| Aim |
Format the lines of the records below as a numbered list, with blank lines left out. Leave the pictures out of your answer.

** Start of Records to process **

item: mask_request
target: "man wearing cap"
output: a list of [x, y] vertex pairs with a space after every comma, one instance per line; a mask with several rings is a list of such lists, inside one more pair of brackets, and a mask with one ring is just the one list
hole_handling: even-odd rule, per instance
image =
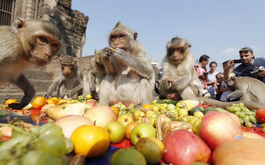
[[[256, 74], [250, 74], [250, 72], [255, 69], [255, 67], [263, 66], [265, 68], [265, 58], [254, 58], [253, 50], [249, 47], [244, 47], [239, 51], [240, 59], [242, 60], [242, 63], [236, 67], [231, 73], [229, 73], [230, 68], [236, 65], [234, 63], [234, 60], [229, 61], [226, 66], [226, 69], [224, 72], [225, 79], [227, 80], [231, 77], [240, 76], [242, 77], [248, 76], [255, 78]], [[257, 78], [263, 81], [263, 78], [258, 77]]]

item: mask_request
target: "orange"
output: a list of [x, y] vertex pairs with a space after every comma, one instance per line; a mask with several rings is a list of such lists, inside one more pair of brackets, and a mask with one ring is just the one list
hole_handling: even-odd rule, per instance
[[111, 108], [111, 109], [113, 110], [113, 111], [114, 111], [115, 114], [117, 117], [118, 116], [119, 116], [119, 110], [118, 109], [118, 108], [114, 106], [111, 106], [110, 107]]
[[5, 103], [5, 104], [11, 104], [11, 103], [17, 103], [18, 101], [15, 99], [7, 99], [6, 100], [6, 101]]
[[150, 104], [144, 104], [143, 105], [142, 107], [143, 108], [145, 108], [146, 109], [149, 109], [152, 108], [152, 106]]
[[83, 125], [73, 132], [70, 138], [74, 143], [76, 154], [88, 158], [102, 155], [110, 144], [110, 138], [107, 130], [95, 126]]
[[57, 103], [59, 103], [60, 102], [60, 101], [59, 100], [59, 99], [56, 97], [52, 97], [51, 99], [52, 99], [55, 100], [56, 101]]
[[34, 109], [40, 109], [46, 104], [46, 99], [42, 96], [38, 96], [32, 102], [32, 107]]
[[54, 104], [57, 105], [57, 102], [53, 99], [48, 99], [46, 100], [46, 103], [47, 104]]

** End of Records to process **

| Solved exercise |
1. item: mask_request
2. target: "man wearing cap"
3. output: a list of [x, y] vertex pairs with a space after every comma, one instance per line; a mask with several rings is a list of such lists, inside one more pair of brackets, and a mask with one ring is just the one list
4. hole_handling: even-odd rule, per instance
5. image =
6. [[[256, 74], [250, 74], [250, 72], [255, 69], [255, 67], [263, 66], [265, 68], [265, 58], [254, 58], [253, 50], [249, 47], [244, 47], [239, 51], [240, 59], [242, 60], [242, 63], [236, 67], [231, 73], [229, 73], [230, 68], [236, 65], [234, 63], [234, 60], [229, 61], [226, 66], [226, 69], [224, 72], [225, 79], [227, 80], [231, 77], [240, 76], [242, 77], [248, 76], [255, 78]], [[257, 78], [263, 81], [263, 78], [258, 77]]]
7. item: mask_request
8. target: "orange"
9. output: a list of [x, y] vertex pairs with a space after every comma, one instance per line; a mask with several rings is a list of such lists, inside one more pair of brackets, and a mask with one ring is just the one list
10. hole_handling: even-odd rule, per instance
11. [[111, 108], [111, 109], [113, 110], [113, 111], [114, 111], [115, 114], [117, 117], [118, 116], [119, 116], [119, 110], [118, 109], [118, 108], [114, 106], [111, 106], [110, 107]]
12. [[5, 103], [5, 104], [11, 104], [11, 103], [17, 103], [18, 101], [15, 99], [7, 99], [6, 100], [6, 101]]
13. [[150, 104], [144, 104], [143, 105], [142, 107], [143, 108], [145, 108], [146, 109], [149, 109], [152, 108], [152, 106]]
14. [[83, 125], [73, 132], [70, 138], [74, 143], [76, 154], [88, 158], [102, 155], [110, 144], [110, 138], [107, 130], [95, 126]]
15. [[57, 103], [59, 103], [60, 102], [60, 101], [59, 100], [59, 99], [56, 97], [52, 97], [51, 99], [52, 99], [55, 100], [56, 101]]
16. [[34, 109], [40, 109], [46, 104], [46, 99], [42, 96], [38, 96], [32, 102], [32, 107]]
17. [[54, 104], [57, 105], [57, 102], [53, 99], [48, 99], [46, 100], [46, 103], [47, 104]]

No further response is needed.